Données
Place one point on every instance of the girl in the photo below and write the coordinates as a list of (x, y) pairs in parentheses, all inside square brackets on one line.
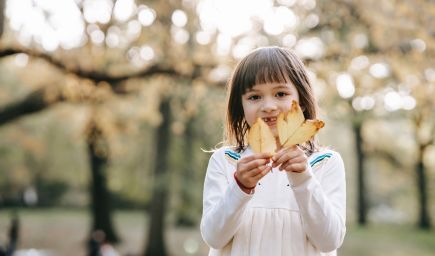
[(293, 206)]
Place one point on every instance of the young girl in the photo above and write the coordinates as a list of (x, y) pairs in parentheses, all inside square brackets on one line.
[(290, 203)]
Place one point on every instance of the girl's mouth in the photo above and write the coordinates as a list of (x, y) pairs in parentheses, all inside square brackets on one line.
[(270, 121)]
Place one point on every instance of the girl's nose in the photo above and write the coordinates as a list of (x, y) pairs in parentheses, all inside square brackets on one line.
[(269, 105)]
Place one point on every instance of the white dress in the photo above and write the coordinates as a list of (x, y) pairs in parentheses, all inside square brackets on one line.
[(289, 213)]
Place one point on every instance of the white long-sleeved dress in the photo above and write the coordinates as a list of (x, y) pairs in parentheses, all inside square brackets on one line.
[(289, 213)]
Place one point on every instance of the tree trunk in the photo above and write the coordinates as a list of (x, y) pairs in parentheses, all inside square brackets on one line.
[(361, 184), (2, 16), (186, 216), (424, 217), (101, 208), (156, 242)]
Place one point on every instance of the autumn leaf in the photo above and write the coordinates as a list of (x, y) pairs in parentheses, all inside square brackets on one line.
[(261, 138), (304, 133), (292, 129), (287, 124)]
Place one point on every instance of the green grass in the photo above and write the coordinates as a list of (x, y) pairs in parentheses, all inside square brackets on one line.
[(64, 232)]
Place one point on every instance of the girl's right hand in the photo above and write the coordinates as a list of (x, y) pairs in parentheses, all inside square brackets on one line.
[(251, 169)]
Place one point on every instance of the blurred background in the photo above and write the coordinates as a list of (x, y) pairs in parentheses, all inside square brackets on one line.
[(107, 108)]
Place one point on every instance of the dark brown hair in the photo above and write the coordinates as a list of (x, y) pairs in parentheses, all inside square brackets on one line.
[(266, 65)]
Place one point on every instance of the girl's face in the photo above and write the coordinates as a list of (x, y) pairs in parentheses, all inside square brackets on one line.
[(267, 101)]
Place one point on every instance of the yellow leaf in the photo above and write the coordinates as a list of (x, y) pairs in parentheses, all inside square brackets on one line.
[(287, 124), (261, 138), (304, 133)]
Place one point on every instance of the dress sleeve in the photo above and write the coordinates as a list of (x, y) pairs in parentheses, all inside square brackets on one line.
[(322, 203), (223, 204)]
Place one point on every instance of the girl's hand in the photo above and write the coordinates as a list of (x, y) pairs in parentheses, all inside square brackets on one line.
[(251, 169), (291, 159)]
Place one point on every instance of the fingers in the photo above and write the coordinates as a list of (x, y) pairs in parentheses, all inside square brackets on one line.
[(290, 160), (255, 156), (252, 168), (263, 172), (285, 155)]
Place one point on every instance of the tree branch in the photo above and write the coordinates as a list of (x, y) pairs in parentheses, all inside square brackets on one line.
[(34, 102)]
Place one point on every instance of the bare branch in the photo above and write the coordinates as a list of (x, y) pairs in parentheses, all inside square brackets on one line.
[(34, 102)]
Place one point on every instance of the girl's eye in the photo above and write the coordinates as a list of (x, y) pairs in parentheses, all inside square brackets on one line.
[(254, 97), (281, 94)]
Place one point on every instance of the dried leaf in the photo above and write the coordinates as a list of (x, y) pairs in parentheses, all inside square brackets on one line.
[(261, 138), (304, 133)]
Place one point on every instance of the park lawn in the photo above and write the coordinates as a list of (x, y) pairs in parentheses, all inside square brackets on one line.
[(64, 232)]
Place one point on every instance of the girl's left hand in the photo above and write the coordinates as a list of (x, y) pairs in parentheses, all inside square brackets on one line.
[(291, 159)]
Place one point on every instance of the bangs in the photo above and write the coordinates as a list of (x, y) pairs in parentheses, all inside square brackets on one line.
[(263, 67)]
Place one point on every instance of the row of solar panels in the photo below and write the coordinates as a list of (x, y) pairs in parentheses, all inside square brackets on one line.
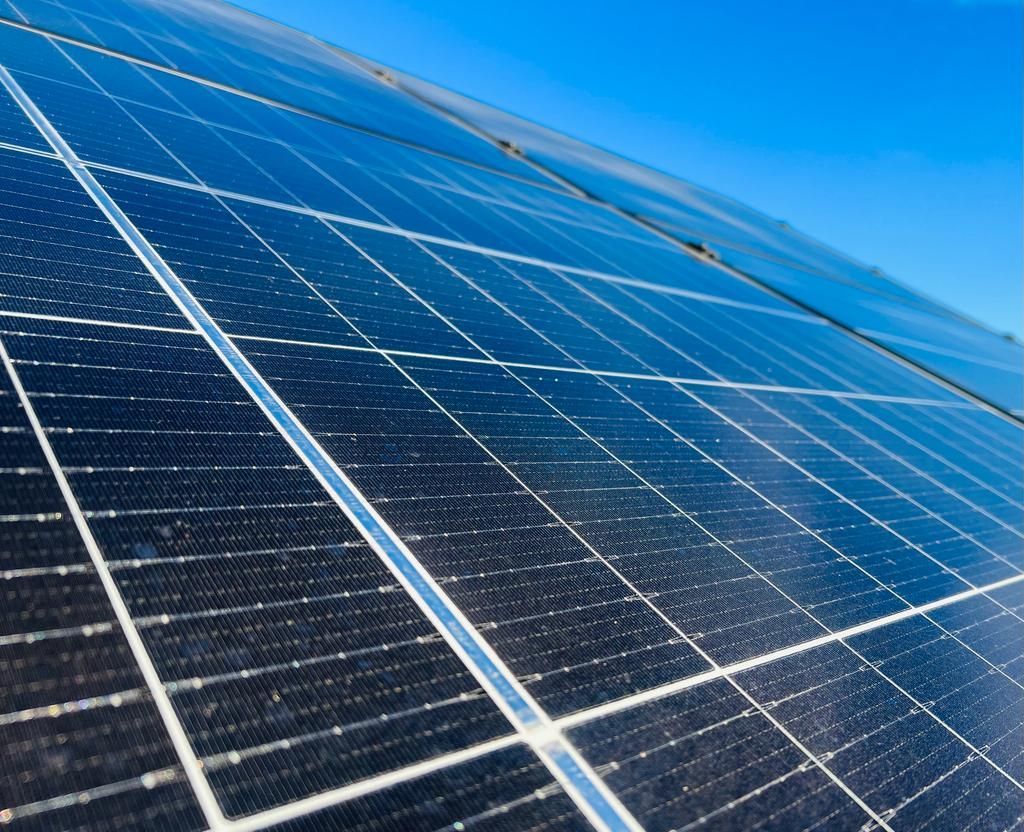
[(244, 51), (755, 572)]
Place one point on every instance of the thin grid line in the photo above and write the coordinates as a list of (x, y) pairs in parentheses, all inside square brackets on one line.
[(628, 703), (580, 193), (141, 61), (626, 582), (175, 731), (458, 244), (596, 801), (704, 256), (707, 382)]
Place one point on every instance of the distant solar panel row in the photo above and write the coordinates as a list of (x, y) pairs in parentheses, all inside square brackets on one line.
[(350, 485)]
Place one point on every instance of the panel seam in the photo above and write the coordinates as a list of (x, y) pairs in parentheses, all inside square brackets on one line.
[(530, 721)]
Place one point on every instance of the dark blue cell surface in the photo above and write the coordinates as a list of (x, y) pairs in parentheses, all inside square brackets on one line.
[(293, 659), (504, 791), (82, 745), (891, 749), (709, 758), (757, 572)]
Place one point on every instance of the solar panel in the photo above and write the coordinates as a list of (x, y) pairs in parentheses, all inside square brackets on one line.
[(359, 474)]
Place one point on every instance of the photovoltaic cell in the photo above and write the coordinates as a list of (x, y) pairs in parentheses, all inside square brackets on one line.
[(756, 572), (256, 598), (83, 746)]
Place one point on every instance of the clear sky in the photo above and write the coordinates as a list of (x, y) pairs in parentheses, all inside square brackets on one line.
[(890, 129)]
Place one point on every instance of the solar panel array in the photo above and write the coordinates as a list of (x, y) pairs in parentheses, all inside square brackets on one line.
[(361, 473)]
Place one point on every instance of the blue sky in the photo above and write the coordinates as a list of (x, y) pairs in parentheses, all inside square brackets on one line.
[(890, 129)]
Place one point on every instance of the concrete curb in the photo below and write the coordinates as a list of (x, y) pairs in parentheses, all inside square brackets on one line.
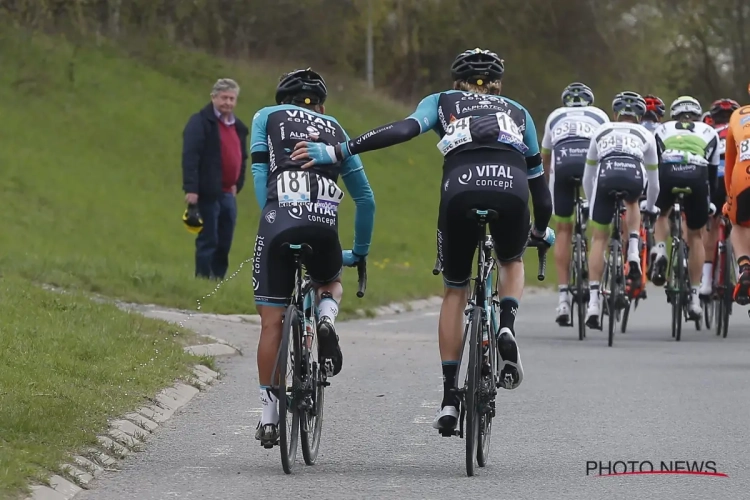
[(124, 437)]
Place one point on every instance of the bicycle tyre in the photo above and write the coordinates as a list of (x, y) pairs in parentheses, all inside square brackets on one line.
[(613, 292), (312, 418), (472, 389), (489, 384), (580, 295), (625, 316), (728, 287), (679, 294), (289, 431)]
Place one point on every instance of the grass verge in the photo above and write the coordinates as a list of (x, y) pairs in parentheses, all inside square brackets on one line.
[(66, 365), (94, 186)]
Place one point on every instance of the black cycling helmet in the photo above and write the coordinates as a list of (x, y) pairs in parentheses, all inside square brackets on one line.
[(629, 104), (577, 94), (302, 85), (475, 66)]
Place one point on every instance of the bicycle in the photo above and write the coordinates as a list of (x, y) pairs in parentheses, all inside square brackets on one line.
[(678, 280), (303, 395), (579, 264), (477, 396), (613, 277), (634, 294), (720, 304)]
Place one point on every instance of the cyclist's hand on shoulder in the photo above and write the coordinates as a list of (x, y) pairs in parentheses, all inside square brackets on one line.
[(317, 152), (652, 211), (351, 259), (548, 236)]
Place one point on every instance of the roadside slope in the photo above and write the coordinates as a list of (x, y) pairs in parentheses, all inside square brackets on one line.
[(91, 181)]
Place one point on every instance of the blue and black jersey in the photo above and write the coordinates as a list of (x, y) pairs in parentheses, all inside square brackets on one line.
[(275, 131)]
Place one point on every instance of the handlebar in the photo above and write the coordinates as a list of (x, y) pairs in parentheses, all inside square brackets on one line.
[(541, 248)]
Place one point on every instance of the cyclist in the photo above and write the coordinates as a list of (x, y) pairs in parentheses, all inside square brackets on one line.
[(737, 208), (655, 110), (621, 157), (690, 158), (567, 133), (719, 114), (491, 161), (300, 207)]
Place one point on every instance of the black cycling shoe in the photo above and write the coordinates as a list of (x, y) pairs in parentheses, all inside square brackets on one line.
[(329, 351), (267, 434), (659, 271)]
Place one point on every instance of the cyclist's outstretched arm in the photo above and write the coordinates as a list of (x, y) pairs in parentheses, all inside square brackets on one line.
[(424, 118), (589, 172), (541, 198), (651, 162), (730, 157), (355, 180), (259, 156)]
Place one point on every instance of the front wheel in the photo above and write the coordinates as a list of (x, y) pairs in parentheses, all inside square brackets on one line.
[(289, 367), (473, 381)]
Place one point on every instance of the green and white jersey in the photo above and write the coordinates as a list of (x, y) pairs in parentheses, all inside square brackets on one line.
[(689, 143)]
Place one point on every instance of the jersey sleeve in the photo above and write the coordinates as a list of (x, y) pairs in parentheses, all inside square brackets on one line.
[(650, 155), (547, 137), (426, 113), (259, 156)]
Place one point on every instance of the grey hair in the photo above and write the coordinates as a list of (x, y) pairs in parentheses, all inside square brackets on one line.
[(225, 85)]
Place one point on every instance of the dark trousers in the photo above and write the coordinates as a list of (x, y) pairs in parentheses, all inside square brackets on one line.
[(215, 240)]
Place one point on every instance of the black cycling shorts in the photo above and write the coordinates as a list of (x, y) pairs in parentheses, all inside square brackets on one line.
[(568, 162), (485, 181), (273, 268), (696, 203), (720, 195), (615, 174)]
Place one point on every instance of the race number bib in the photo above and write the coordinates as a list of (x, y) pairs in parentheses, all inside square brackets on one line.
[(293, 187), (510, 133), (619, 143), (745, 150), (570, 128), (329, 192), (456, 134)]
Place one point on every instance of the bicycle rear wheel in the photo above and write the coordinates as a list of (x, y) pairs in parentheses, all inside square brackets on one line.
[(615, 273), (473, 376), (488, 392), (289, 368), (579, 298), (678, 292), (311, 424)]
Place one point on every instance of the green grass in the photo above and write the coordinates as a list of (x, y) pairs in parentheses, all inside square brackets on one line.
[(66, 365), (92, 180)]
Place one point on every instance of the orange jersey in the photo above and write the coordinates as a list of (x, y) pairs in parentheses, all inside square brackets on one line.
[(738, 144)]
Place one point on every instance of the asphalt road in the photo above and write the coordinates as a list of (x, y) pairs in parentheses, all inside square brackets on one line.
[(646, 398)]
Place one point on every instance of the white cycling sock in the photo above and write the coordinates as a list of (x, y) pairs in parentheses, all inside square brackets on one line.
[(633, 247), (268, 402), (328, 308)]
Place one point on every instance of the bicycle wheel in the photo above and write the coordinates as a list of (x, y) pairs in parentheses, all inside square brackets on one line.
[(289, 367), (488, 392), (678, 294), (313, 383), (473, 380), (625, 316), (615, 271), (729, 281), (579, 254)]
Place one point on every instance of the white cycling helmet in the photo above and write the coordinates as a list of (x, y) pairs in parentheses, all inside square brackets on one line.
[(685, 104)]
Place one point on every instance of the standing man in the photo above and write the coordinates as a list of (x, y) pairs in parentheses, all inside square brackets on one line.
[(214, 157)]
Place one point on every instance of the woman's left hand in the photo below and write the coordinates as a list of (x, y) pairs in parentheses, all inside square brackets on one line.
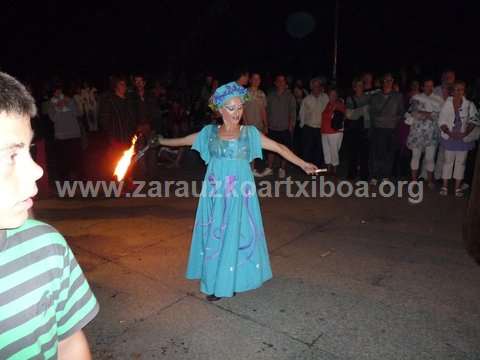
[(309, 168)]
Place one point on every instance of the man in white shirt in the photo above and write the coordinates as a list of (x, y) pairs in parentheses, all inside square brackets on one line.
[(423, 137), (311, 121)]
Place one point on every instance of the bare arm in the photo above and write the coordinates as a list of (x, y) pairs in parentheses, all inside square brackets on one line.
[(75, 347), (285, 152), (264, 120), (177, 142)]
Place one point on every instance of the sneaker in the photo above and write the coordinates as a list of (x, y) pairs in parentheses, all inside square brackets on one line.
[(267, 172)]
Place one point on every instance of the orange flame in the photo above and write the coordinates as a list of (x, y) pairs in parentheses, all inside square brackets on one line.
[(125, 160)]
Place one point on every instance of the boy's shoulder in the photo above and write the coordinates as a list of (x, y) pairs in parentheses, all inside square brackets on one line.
[(33, 230)]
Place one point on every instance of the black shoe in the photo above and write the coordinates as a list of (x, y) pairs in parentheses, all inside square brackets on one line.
[(213, 298)]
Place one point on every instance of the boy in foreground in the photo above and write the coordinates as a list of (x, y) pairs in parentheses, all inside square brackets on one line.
[(45, 300)]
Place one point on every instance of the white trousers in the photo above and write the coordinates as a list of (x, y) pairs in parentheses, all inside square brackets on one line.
[(439, 162), (428, 161), (454, 162), (331, 144)]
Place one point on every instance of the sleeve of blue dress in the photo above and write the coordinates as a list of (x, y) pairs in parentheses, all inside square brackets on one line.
[(254, 143), (201, 143)]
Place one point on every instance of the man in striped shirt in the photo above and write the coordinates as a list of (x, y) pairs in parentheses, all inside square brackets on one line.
[(45, 300)]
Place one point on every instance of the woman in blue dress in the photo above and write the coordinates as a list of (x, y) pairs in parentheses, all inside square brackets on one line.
[(228, 252)]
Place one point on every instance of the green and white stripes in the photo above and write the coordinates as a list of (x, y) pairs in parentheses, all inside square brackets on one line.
[(44, 297)]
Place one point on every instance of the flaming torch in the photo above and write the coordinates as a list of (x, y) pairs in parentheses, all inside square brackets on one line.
[(124, 162)]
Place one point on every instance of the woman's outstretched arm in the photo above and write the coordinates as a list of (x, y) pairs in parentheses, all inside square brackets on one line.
[(287, 154), (177, 142)]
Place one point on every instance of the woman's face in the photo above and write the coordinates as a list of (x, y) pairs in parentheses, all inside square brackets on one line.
[(232, 110), (332, 94), (255, 80)]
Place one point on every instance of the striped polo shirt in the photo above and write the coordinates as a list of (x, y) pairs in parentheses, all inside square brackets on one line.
[(44, 297)]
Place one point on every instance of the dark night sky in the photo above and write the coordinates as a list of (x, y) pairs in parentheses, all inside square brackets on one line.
[(96, 39)]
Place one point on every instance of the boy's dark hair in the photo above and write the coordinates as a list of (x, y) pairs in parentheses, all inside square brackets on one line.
[(14, 97)]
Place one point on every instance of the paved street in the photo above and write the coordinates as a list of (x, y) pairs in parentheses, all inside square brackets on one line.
[(353, 279)]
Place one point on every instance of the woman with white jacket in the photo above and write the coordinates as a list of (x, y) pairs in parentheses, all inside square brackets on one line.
[(457, 121)]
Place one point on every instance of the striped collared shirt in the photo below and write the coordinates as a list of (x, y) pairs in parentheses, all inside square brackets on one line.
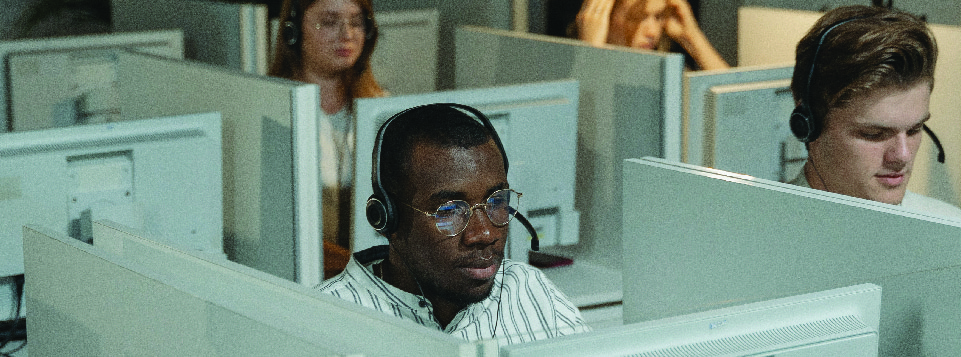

### Consigne
Reproduisez telles quelles les lignes en partant de celle qui contient « Place one point on every instance of the black cycling shorts » et en continuant jusqu'à celle qui contient « 192), (456, 134)] », ces deux lignes comprises.

### Corrigé
Place one point on every instance of the black cycling shorts in the photo above and write the coordinates as a list of (x, y) pairs in parentheses, all inside square brackets on one line.
[(568, 162), (485, 181), (273, 268), (696, 203), (720, 195), (615, 174)]
Place one point on every instance of the race number bib in the photo above and write the coordinates as a list of (x, y) pairs in parentheses, all inside square brackets on one line.
[(293, 187), (510, 133), (619, 143), (745, 150), (570, 128), (329, 192), (456, 134)]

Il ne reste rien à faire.